Sağlanan Metin

####

Anasayfa Künye Danışman ve Editörler Son Dakika Arşiv FacebookTwitter
Nirvana Sosyal Bilimler Sitesi Güncel Eleştirel Sosyal Bilimler Platformu

Kitle Kültürü, Sanat ve Sanatçı

Sinan Abuzer Akdağ

Kategori: Fikir Yazıları - Tarih: 02 Mart 2021 21:01 - Okunma sayısı: 1.382

Kitle Kültürü, Sanat ve Sanatçı

Kitle Kültürü, Sanat ve Sanatçı
Sinan Abuzer Akdağ
Kapitalistler sömürülerinin sorunsuz ve kalıcı devamı için, kitle yönetimini beceriyle yapabilmek ve kitlelerin oluşabilecek bireysel ya da kitlesel tepkilerini maksimum düzeyde kontrol etmek isterler. Bu amaçla, halkın beğenisine kazanmış ve onlara mal olmuş her türden ilişkileri, değerleri, sanatsal yaratıları ve bu sanatsal yaratıların yaratanlarını –müzisyen, şair, tiyatrocu, sinemacı, mimar, heykeltıraş gibi...- üretimlerinin birer nesnesi haline dönüştürerek amaçları için kullanırlar. Kimileri, yönetenlerin kitle kültürü yaratma çabaları olarak değerlendirilen bu çalışmaların nesnesi olan bu sanatsal yaratıları ve sanatçıları katı bir şekilde eleştirirken, bazıları ise aksi yönde görüşler belirterek, oldukça masumca ve genellikle yaşamı idame etme amaçlı katılımlar olduğu yönünde görüş belirterek, önemli olanın sanatçının sanatsal işlevini hangi koşulda olursa olsun yerine getirmesi olarak belirtmektedirler. Doğal olarak bütün bu gelişmeler sanatın birey ve toplum yaşamındaki işlevinin ve bununla ilişkili olarak sanatçının duruş sorununun yeniden tartışılmasını gündeme taşımıştır.

####

Nesne konumu etiketleme öğeleri:
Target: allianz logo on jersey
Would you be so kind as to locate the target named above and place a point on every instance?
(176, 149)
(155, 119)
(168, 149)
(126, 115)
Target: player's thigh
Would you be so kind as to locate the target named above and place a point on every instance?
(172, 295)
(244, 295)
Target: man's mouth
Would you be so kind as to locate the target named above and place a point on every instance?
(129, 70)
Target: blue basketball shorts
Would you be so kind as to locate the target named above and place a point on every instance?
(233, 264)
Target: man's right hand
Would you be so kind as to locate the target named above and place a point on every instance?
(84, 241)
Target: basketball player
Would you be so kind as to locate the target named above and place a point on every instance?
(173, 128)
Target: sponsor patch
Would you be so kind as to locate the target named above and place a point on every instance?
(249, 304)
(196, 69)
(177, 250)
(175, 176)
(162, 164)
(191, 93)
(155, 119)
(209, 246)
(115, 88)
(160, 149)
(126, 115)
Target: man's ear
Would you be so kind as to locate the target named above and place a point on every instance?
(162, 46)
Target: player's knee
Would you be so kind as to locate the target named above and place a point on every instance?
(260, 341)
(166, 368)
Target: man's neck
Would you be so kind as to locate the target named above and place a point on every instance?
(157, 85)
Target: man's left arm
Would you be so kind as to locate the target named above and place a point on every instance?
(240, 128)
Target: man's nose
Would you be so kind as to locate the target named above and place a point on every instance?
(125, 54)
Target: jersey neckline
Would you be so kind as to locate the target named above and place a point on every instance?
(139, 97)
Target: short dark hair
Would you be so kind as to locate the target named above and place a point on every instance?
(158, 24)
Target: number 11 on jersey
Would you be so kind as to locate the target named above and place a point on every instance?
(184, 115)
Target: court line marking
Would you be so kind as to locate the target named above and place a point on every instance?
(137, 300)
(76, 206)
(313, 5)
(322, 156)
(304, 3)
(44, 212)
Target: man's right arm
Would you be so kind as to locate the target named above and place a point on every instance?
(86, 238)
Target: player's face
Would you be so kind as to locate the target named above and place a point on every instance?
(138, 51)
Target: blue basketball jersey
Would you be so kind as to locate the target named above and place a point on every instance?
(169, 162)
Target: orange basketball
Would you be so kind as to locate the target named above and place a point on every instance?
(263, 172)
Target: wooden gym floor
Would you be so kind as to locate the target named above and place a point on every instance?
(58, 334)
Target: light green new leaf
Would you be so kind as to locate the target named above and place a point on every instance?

####

Yapılacak Görevler
- A) Kitle kültürü ve sanat üzerine yazıdaki şu cümleyi İngilizceye çeviriniz: "Doğal olarak bütün bu gelişmeler sanatın birey ve toplum yaşamındaki işlevinin ve bununla ilişkili olarak sanatçının duruş sorununun yeniden tartışılmasını gündeme taşımıştır."
- B) Kitle kültürü ve sanat üzerine yazıda, kapitalistlerin üretimlerinin nesnesi haline dönüştürdüğü sanatsal yaratıların yaratanlarına örnek olarak hangi meslekler sayılmaktadır?
- C) Kitle kültürü ve sanat üzerine yazıyı, gösterilen son cümlenin ardından devam ettirerek yazınız.

Görev Yanıtları
- A) Naturally, all these developments have brought to the agenda a renewed discussion of the function of art in individual and social life and, in connection with this, of the question of the artist's stance.

- B) Müzisyen, şair, tiyatrocu, sinemacı, mimar ve heykeltıraş.

- C)
Kitle kültürü, yönetenlerin, imge ve mesajların endüstriyel yöntemlerle kitlesel üretimini ve küresel pazarın değişmelerine ve gereksinimlerine uygun pozisyon alıp, belirli amaçlara göre istenilen biçimlerde önceden hazırladıkları ve halkın tüketimine sundukları bir kültür olarak tanımlanabilir. 19. yüzyılda kapitalizmin etkisinin artması ile teknoloji ve medyadaki gelişmelere ve toplumda meydana getirdiği değişimlere bağlı olarak ortaya çıkmış olan bu kültür, aynı zamanda, dar anlamda popüler kültür olarak da adlandırılır. Kitle kültürü aracılığıyla, yönetenler, kitleleri sisteme bağımlı kılar, onlar için üretilmiş ürünlerin tüketilmesini sağlar, pazarlarını genişleterek onun canlı kalmasını ve sürekliliğini değişimle başararak etkin bir bilinç yönetimi yaparlar. Böylece insanların yaşam tarzları, yaşama bakışları, sanat anlayışları, kültürel ve tarihsel değerleri ile olan ilişkileri aşırı tüketime yönlendiririlir ve tümü tüketimin sıradan bir ticari metası haline dönüştürülür.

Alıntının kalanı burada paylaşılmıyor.